Where the word "recessed" shows up in the entries below, please copy the whole line.
-.-.-
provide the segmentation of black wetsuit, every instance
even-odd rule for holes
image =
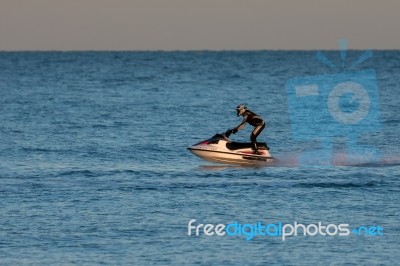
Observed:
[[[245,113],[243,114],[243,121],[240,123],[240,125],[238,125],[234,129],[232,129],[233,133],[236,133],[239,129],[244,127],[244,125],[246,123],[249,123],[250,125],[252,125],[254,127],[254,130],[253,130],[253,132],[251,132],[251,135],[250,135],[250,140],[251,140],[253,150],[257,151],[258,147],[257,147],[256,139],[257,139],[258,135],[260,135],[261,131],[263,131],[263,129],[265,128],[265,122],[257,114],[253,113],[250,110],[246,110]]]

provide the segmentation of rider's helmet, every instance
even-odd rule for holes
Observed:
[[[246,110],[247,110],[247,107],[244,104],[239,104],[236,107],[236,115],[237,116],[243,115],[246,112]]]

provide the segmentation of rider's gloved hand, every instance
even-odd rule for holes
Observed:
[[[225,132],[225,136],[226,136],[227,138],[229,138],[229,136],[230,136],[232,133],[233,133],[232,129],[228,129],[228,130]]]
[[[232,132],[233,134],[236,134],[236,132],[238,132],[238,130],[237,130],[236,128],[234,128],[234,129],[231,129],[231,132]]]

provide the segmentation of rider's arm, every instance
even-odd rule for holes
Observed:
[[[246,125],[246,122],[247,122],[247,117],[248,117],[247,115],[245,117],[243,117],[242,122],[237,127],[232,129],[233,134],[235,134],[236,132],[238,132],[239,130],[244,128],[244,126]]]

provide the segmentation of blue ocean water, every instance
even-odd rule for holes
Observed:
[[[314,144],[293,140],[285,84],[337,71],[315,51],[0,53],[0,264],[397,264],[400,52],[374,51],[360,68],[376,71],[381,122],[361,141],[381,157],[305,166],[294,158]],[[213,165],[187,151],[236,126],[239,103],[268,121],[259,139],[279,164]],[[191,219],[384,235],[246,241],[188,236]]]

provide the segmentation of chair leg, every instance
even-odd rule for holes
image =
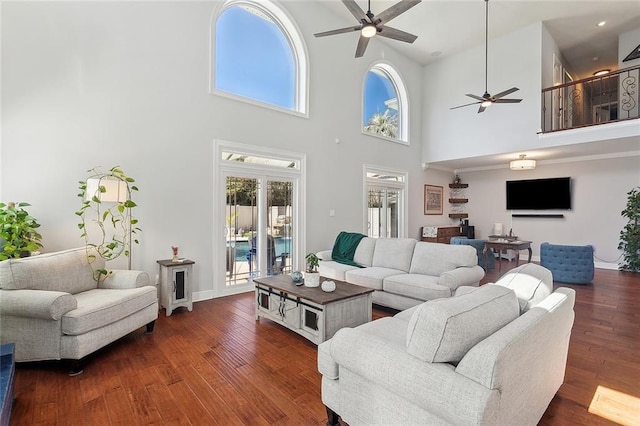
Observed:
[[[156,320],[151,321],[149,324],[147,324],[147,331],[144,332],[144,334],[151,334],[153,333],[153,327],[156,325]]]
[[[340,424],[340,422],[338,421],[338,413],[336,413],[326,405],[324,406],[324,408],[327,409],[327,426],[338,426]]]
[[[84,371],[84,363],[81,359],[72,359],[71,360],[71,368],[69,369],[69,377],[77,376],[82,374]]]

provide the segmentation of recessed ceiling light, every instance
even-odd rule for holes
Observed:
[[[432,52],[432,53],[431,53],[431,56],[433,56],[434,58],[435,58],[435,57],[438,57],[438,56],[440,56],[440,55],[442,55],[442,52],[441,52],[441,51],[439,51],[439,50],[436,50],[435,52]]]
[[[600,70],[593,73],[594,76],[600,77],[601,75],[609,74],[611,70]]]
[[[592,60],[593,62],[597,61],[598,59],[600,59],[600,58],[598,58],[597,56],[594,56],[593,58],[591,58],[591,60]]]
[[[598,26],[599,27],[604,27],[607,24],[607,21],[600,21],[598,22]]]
-.-.-
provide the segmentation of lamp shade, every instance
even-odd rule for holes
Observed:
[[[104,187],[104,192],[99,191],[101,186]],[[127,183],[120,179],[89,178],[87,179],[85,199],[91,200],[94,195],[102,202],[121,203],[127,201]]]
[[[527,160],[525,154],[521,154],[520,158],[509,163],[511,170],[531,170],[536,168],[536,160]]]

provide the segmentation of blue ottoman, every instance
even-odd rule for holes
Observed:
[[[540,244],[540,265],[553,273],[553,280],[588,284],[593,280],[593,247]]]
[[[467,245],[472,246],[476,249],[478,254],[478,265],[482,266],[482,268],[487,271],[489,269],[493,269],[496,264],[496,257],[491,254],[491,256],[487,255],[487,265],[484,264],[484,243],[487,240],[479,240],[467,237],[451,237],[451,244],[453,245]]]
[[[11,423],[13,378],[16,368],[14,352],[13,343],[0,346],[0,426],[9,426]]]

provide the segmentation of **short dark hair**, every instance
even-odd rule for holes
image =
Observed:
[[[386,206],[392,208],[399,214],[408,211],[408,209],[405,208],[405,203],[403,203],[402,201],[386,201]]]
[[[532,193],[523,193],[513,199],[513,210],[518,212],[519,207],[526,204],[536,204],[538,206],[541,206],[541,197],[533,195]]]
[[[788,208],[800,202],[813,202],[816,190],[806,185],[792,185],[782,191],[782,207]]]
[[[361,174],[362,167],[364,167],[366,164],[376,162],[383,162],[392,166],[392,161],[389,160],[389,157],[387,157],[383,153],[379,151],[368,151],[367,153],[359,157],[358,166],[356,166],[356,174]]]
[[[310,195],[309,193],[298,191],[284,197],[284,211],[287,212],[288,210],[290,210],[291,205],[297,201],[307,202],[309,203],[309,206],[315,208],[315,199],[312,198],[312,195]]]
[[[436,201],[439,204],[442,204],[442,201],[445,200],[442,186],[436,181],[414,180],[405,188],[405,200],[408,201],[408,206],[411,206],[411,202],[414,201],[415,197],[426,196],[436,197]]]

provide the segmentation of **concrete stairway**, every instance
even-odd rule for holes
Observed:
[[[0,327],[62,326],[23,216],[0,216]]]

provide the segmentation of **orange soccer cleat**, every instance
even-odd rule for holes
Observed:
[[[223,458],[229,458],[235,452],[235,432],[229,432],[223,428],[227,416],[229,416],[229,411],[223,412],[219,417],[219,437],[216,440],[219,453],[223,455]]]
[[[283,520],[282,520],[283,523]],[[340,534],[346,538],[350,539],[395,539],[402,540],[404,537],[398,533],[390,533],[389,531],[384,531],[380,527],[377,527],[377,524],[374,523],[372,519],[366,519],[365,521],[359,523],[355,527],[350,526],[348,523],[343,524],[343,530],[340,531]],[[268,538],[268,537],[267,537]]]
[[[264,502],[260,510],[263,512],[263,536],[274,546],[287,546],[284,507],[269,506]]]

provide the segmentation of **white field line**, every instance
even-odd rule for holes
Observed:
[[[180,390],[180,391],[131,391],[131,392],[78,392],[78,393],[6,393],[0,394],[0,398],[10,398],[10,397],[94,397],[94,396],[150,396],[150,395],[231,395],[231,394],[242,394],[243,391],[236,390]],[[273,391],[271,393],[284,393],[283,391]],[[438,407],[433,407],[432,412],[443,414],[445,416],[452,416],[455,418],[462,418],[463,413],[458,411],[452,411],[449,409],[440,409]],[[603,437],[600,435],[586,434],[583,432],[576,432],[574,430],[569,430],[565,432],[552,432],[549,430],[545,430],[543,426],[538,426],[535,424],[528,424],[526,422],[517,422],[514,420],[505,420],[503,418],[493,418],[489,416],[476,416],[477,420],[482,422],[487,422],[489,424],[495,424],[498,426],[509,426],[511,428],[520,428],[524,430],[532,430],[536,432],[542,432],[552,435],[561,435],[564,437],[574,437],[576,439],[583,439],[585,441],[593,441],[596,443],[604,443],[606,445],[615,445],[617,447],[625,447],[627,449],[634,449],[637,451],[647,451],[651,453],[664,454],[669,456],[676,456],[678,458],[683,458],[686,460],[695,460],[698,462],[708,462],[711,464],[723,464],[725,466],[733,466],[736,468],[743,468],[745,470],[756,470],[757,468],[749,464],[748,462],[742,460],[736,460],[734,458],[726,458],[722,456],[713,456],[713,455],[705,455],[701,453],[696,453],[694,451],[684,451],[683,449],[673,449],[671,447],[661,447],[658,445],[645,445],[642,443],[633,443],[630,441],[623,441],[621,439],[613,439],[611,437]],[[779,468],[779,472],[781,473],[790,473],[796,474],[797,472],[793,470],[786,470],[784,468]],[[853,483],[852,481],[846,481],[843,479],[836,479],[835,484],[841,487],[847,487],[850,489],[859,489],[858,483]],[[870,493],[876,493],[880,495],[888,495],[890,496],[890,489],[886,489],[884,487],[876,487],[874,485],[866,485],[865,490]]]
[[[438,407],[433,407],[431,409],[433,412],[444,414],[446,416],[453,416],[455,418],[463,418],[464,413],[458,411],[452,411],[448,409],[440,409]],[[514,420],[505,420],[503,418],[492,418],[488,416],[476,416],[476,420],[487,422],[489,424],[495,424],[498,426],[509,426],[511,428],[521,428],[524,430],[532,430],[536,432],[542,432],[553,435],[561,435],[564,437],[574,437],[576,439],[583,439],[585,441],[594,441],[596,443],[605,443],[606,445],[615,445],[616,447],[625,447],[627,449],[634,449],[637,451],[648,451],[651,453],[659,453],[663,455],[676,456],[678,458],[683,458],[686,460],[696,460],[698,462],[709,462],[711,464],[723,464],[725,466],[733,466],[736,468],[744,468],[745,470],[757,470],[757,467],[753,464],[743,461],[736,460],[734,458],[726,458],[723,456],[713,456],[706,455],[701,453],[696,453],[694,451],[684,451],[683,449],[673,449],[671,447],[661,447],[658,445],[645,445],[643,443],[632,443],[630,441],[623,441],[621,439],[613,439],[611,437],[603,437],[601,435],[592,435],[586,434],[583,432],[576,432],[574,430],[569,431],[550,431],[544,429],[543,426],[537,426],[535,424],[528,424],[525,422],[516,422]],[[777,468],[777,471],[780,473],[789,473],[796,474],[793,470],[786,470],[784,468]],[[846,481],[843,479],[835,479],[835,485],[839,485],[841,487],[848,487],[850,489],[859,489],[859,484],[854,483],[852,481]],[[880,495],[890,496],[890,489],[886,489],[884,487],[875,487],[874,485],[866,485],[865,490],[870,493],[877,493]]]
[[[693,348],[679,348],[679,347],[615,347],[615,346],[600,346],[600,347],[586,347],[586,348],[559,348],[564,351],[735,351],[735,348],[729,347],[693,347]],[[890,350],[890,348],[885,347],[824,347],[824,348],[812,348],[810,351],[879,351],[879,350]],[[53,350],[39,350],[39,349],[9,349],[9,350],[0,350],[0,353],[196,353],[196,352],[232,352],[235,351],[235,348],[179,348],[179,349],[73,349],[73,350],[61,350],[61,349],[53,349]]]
-.-.-
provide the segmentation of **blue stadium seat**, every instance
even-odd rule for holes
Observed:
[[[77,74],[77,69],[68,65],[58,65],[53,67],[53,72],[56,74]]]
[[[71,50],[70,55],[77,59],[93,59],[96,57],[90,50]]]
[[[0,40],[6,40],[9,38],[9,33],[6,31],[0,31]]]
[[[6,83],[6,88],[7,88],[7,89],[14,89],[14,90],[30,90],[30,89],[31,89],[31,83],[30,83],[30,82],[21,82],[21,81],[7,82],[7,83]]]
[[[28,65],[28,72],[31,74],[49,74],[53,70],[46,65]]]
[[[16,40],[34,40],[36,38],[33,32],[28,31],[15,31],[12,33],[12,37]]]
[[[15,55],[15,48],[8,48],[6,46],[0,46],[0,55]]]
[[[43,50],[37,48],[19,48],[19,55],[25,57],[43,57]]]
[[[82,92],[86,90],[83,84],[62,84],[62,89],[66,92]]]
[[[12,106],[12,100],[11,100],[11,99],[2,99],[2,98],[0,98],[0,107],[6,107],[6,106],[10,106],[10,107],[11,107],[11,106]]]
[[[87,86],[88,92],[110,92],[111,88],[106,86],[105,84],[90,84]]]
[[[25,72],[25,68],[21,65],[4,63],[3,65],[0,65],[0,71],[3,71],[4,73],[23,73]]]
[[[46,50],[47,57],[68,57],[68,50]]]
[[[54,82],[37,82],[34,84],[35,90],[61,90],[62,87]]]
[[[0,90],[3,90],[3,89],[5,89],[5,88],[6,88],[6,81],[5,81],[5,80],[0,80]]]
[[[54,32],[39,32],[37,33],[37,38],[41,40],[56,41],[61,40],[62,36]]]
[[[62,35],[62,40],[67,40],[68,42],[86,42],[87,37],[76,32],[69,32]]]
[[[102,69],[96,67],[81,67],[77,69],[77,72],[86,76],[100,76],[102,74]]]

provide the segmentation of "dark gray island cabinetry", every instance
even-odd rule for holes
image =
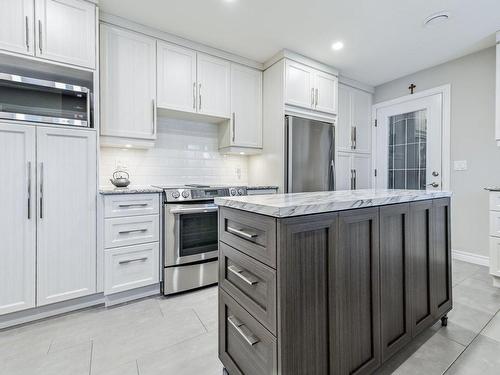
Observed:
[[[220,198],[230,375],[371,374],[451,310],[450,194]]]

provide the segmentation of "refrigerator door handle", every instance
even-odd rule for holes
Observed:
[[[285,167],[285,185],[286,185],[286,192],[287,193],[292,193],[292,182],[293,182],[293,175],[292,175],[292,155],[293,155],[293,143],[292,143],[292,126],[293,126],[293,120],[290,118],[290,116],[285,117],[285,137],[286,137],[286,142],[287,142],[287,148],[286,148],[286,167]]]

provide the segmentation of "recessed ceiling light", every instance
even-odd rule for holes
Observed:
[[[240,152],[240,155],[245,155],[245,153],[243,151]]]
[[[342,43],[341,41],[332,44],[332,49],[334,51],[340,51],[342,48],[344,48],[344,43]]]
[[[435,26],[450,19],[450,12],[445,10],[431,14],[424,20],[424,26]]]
-.-.-
Solution to the exercise
provide the segmentation of recessed ceiling light, every instance
provide the segmentation of "recessed ceiling light", every instance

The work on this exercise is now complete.